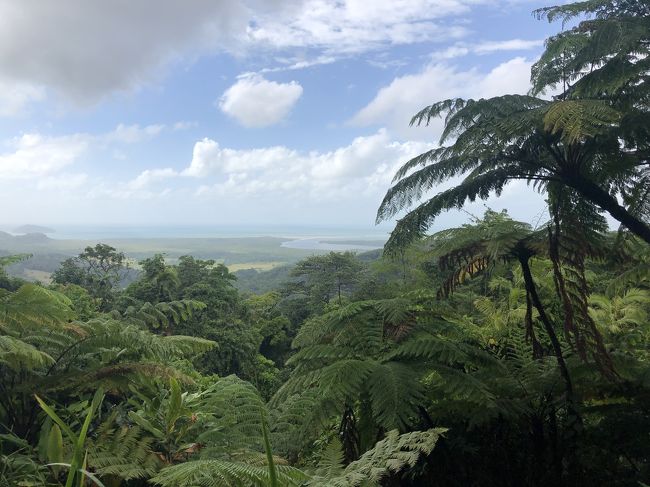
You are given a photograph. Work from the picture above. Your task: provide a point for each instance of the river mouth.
(333, 244)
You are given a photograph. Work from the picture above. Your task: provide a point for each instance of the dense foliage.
(492, 354)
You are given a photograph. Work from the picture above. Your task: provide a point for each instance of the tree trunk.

__________

Starting at the line that contains "the dense foliage.", copy each line exactly through the end of the listing above. Include that first line and the last one, and add nothing.

### Exercise response
You are given a photograph. Work from the picture above. Your task: provide a point for each instance of the dense foliage.
(492, 354)
You are given a photograph. Work from the picture above. Your task: provide a point for each instance of the tree trunk.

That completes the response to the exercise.